TASK GOAL: Update the data below by replacing "pixel coordinates" with "image coordinates" everywhere it occurs, leaving every other part unchanged. Omit the pictures from your version.

Pointing dataset excerpts:
◆ ◆ ◆ ◆ ◆

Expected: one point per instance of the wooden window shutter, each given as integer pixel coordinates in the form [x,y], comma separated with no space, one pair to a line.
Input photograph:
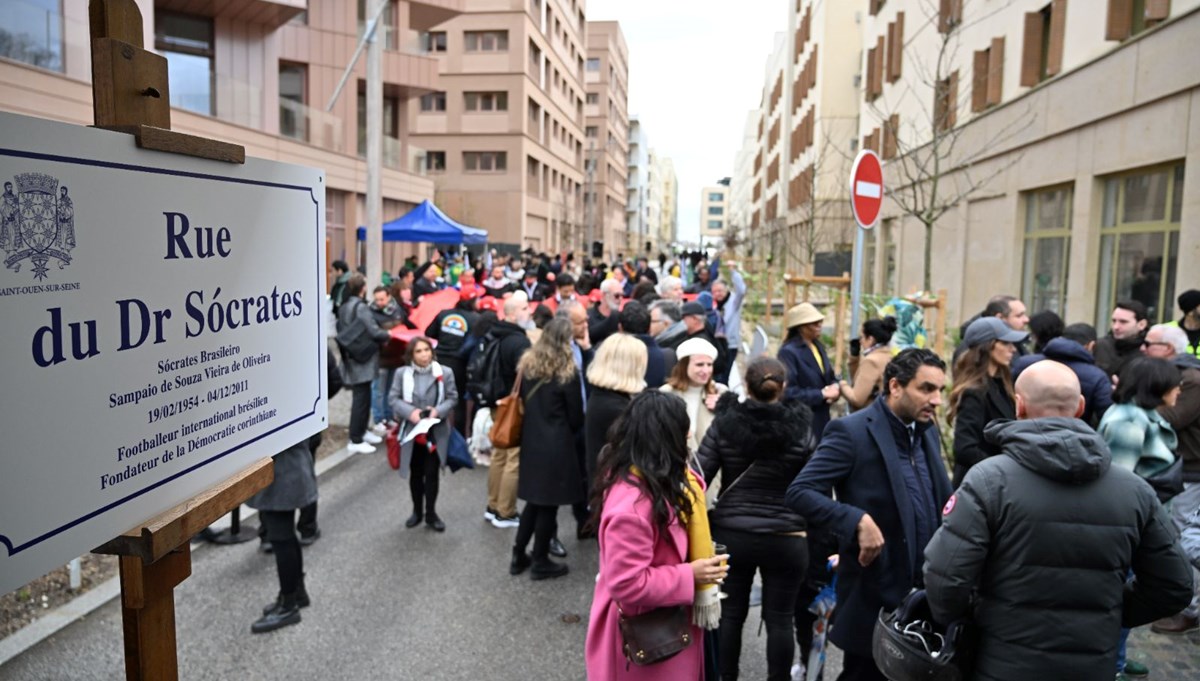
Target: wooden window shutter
[1120,22]
[1057,34]
[979,80]
[1157,10]
[1031,50]
[996,71]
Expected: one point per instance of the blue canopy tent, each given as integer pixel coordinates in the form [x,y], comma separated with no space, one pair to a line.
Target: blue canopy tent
[430,224]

◆ ◆ ◆ ◆ ◆

EXERCISE RESPONSE:
Expected: one point per instance of the wooden window shutter, each given as integer image coordinates in the form [x,y], comma separated with no space, one pair to a line.
Input photograph:
Target: wooden window shutter
[1120,22]
[1057,34]
[979,80]
[1157,10]
[1031,50]
[996,71]
Expected: one point per instance of the blue canopy tent, each given as integer image coordinates in the form [x,y], comma separated with no space, one pair to a line.
Target: blue canopy tent
[430,224]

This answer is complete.